◆ **Consigne**: Recopiez le passage du texte à lire qui commence par « Après avoir glissé » et se poursuit jusqu'à « points de foudre. ».

◆ **Texte à lire**:
======

L’Art de la fugue contre L’Art de la guerre et la Fugue de la mort.

Pressentant ce qu’il reste de ciel – parce qu’il en reste – un passereau redemande de la pluie. L’ostinato parcourt les versants agricoles, survole le pré à verdoyer. Aux deux violons et d’une seule voix, la figure musicale, comme une parole simple, enfantine, si simple qu’elle paraît antérieure à la civilisation, contourne la corniche ainsi que quelques rochers en forme de muffins. La musique profilée de mirages hybrides s’évanouit, à être examinée de trop près, elle esquive toute calcification, possédant en elle le bourdonnement des insectes qui nous survivrons, les pizz’ alertes dans les branchages des bosquets, ou encore les lames de vent fort à modéré dans l’archet du violoncelle.

Les relais sont pris, tendresse des anonymats, la mélodie ou son ombre, s’épaissit, des vagues aiguës semblent remonter du plus profond l’histoire du son. Haies, premières floraisons, sex-appeal des étendues d’eau, petites ou plus grandes, qui renseignent sur l’état de rupture du ciel, se ravive en double croches le bronze blanc du ruisseau. Tremblant et tranchant des cordes de connivence, aux points cardinaux, la nature tente de trouver un équilibre entre mutisme et logorrhée.

Après avoir glissé sur les zones érogènes du champ céréalier, un second passereau se pose sur des trappes de silence qui ne le feront pas disparaître, tout au contraire. Pointes d’épis en formation, espace qui tout entier réclame sa part de désir, les chaises de l’air grincent, le sommier de la musique est traversé des pieds à la tête, toute la saison en entend la jouissance. Ardeurs et tourments sont confondus en points de foudre.

Des micro-peuplades de spectres, d’éclats furtifs, de flashs pénètrent notre attention auditive, et dont rien n’est à saisir tant tout peut si vite se dérouler ou se re-enrouler, s’ouvrir, se refermer. Dans les forces vives qui constituent cette musique, mouvements et poses légèrement vêtus, dans sa jeunesse intacte, elle nous nargue à nous regarder vieillir dans le paysage, elle a ce rare pouvoir de ne jamais être la porte-parole de l’ortie, disons de la mauvaise herbe qui dénierait si volontiers la bonne. Elle insiste sur le fait que la beauté est – et seulement – de l’interrompu.

======

◆ **Données recueillies**:
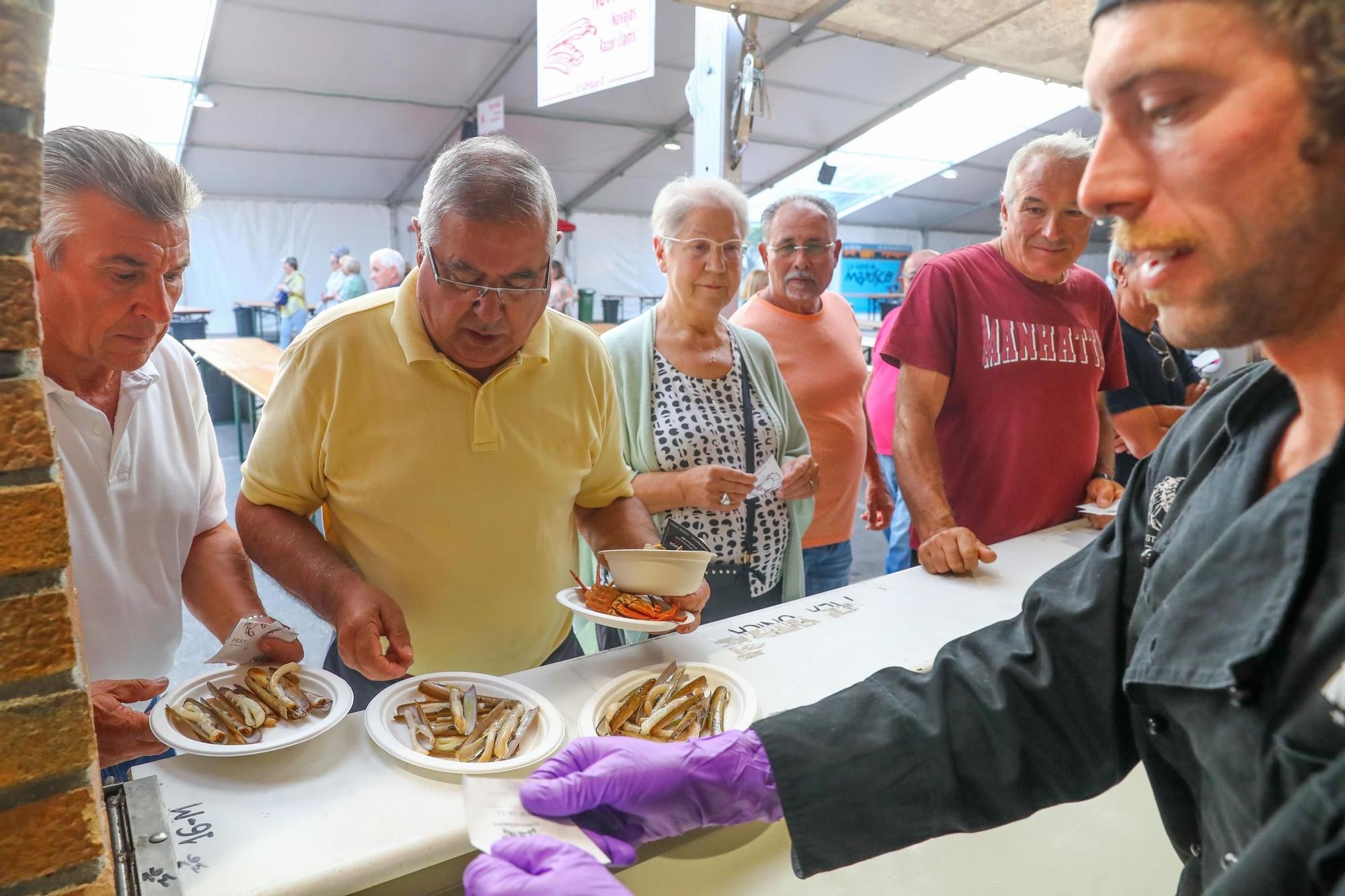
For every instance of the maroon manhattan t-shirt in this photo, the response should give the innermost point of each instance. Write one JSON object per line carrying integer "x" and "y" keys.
{"x": 1019, "y": 431}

======

◆ **Réponse rédigée**:
Après avoir glissé sur les zones érogènes du champ céréalier, un second passereau se pose sur des trappes de silence qui ne le feront pas disparaître, tout au contraire. Pointes d’épis en formation, espace qui tout entier réclame sa part de désir, les chaises de l’air grincent, le sommier de la musique est traversé des pieds à la tête, toute la saison en entend la jouissance. Ardeurs et tourments sont confondus en points de foudre.